* [Task description]: Please copy out the stretch of the Polestar 1 review from "This is such" through "highly desirable success." word for word.

* [Document section]:
Polestar 1 (2020) review
The electric arm of Volvo launches its first product. So, how good is the Polestar 1?
Matt Robinson
Matt Robinson

Published on November 25, 2019

This is such a hard car to evaluate, because there's little else like it on the market. A limited run of 1,500 examples of the Polestar 1 will be made for the entire global market, all of them left-hand drive and, with its obvious Volvo heritage, yet unequivocally exotic price tag, it might be easy to dismiss as a weird, inconsequential and possibly grossly misjudged vanity project by the Swedes. But it's not here to set the sales charts alight - it's here as a halo model to launch a whole new brand of car. And, in that respect, the absolutely top-notch engineering that has gone into the Polestar 1 means we think it is a wholehearted and highly desirable success.

* [Material supplied]:

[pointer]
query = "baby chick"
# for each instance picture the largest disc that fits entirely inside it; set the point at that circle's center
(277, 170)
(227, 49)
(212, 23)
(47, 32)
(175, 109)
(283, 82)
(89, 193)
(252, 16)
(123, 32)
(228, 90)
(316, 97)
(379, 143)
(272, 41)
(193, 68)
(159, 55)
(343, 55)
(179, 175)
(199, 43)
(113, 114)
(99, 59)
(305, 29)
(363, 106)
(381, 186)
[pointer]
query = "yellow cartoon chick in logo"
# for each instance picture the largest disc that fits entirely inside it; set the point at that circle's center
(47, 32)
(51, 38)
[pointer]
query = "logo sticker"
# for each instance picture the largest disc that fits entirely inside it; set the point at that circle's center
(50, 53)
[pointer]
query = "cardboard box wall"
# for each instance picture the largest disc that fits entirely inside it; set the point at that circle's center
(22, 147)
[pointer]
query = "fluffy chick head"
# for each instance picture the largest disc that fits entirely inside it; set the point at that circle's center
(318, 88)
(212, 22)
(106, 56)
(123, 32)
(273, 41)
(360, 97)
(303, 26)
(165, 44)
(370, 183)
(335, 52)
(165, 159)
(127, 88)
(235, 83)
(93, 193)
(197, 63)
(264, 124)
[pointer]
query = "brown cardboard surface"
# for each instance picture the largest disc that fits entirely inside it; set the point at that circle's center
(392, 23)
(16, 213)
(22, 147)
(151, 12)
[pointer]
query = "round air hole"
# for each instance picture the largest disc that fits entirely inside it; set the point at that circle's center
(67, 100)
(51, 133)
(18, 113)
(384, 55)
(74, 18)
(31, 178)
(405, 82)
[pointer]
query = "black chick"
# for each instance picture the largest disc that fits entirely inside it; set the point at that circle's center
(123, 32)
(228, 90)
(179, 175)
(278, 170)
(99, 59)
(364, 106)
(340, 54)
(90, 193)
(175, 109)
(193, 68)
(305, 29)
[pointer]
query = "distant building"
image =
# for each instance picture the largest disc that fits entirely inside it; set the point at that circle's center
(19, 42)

* [Answer to the problem]:
This is such a hard car to evaluate, because there's little else like it on the market. A limited run of 1,500 examples of the Polestar 1 will be made for the entire global market, all of them left-hand drive and, with its obvious Volvo heritage, yet unequivocally exotic price tag, it might be easy to dismiss as a weird, inconsequential and possibly grossly misjudged vanity project by the Swedes. But it's not here to set the sales charts alight - it's here as a halo model to launch a whole new brand of car. And, in that respect, the absolutely top-notch engineering that has gone into the Polestar 1 means we think it is a wholehearted and highly desirable success.